» WHAT IS REQUIRED
What this exercise needs is every entry restated as written, with no pictures.
***** EXERCISE MATERIAL *****
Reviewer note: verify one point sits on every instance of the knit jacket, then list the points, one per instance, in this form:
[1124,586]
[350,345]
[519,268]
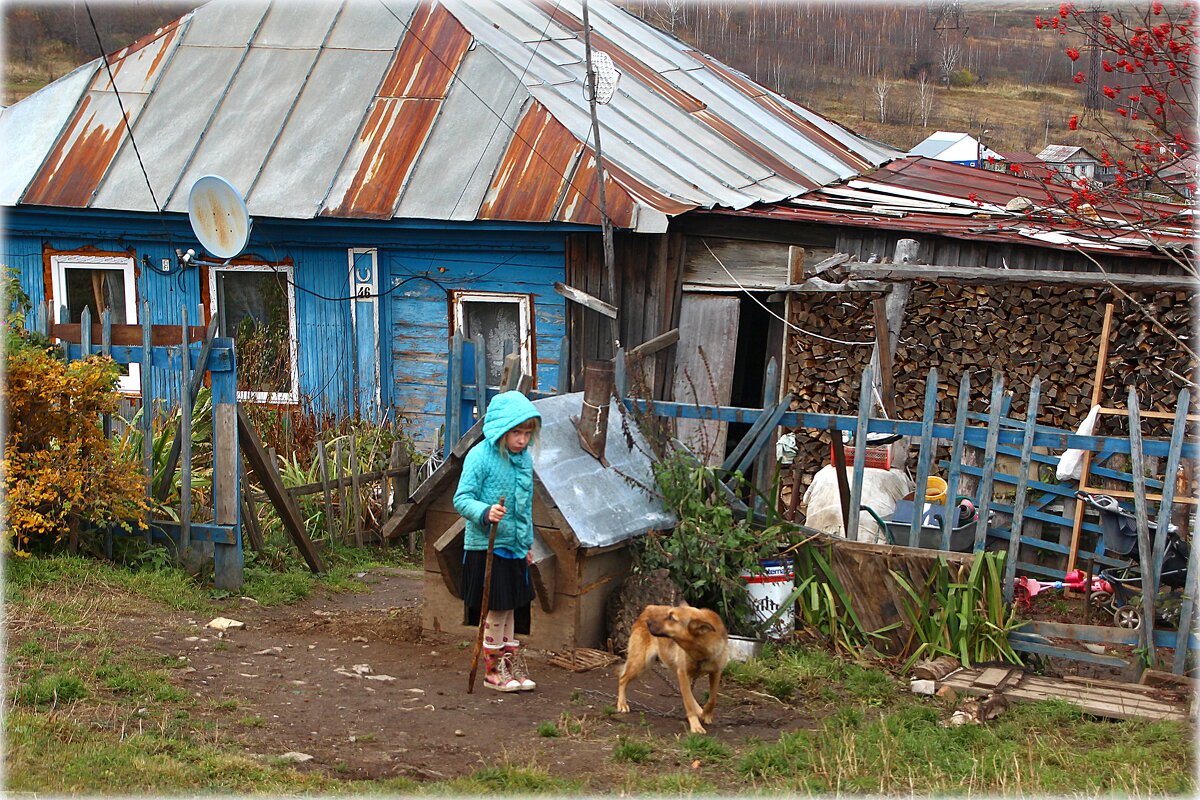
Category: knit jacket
[489,474]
*****
» EXERCISE SOLUTION
Reviewer note: verify one point sits on every instance of the knit jacket, then list the points, one per instance, in this form:
[1124,586]
[350,345]
[519,268]
Category: knit jacket
[489,474]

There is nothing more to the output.